* [Supplied data]
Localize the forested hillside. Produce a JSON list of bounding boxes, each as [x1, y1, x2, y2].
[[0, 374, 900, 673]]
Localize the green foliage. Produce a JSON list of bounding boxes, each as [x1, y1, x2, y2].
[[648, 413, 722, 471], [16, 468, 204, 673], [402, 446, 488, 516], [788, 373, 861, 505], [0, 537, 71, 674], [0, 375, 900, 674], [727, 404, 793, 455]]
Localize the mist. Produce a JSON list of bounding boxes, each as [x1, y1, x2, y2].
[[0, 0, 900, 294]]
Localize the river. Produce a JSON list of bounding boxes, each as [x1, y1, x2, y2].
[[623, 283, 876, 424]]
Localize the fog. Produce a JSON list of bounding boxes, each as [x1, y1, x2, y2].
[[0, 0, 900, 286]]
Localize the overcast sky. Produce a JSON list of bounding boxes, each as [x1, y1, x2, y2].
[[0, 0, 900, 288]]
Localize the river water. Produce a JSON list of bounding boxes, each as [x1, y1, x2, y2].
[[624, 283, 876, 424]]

* [Aim]
Revise the data above so that "Localize" becomes "Locate" wherever it appears, keeping every other part of each line unchanged.

* [Problem solution]
Locate the forested hillside. Produce a JSON list of bounding boxes, each as [x1, y1, x2, y2].
[[0, 374, 900, 673]]
Locate the green foliage. Produce a JSON list of bounding boxes, each as [x1, y1, x2, y2].
[[648, 413, 722, 471], [16, 468, 204, 673], [402, 446, 488, 516], [788, 373, 861, 505], [0, 537, 71, 674], [0, 375, 900, 674], [727, 404, 793, 455]]
Locate the mist. Produce a JSON list of bounding boxes, each as [x1, y1, x2, y2].
[[0, 0, 900, 294]]
Locate the river. Produce a JSON list of bounding boxes, each as [x1, y1, x2, y2].
[[623, 283, 876, 424]]
Locate the fog. Produce a JSON list of bounding boxes, each as [x1, y1, x2, y2].
[[0, 0, 900, 286]]
Locate the overcast sky. Produce a JSON list of bounding boxes, each as [x1, y1, x2, y2].
[[0, 0, 900, 288]]
Locate the river water. Produce a JSON list of bounding boxes, each as [x1, y1, x2, y2].
[[624, 283, 876, 424]]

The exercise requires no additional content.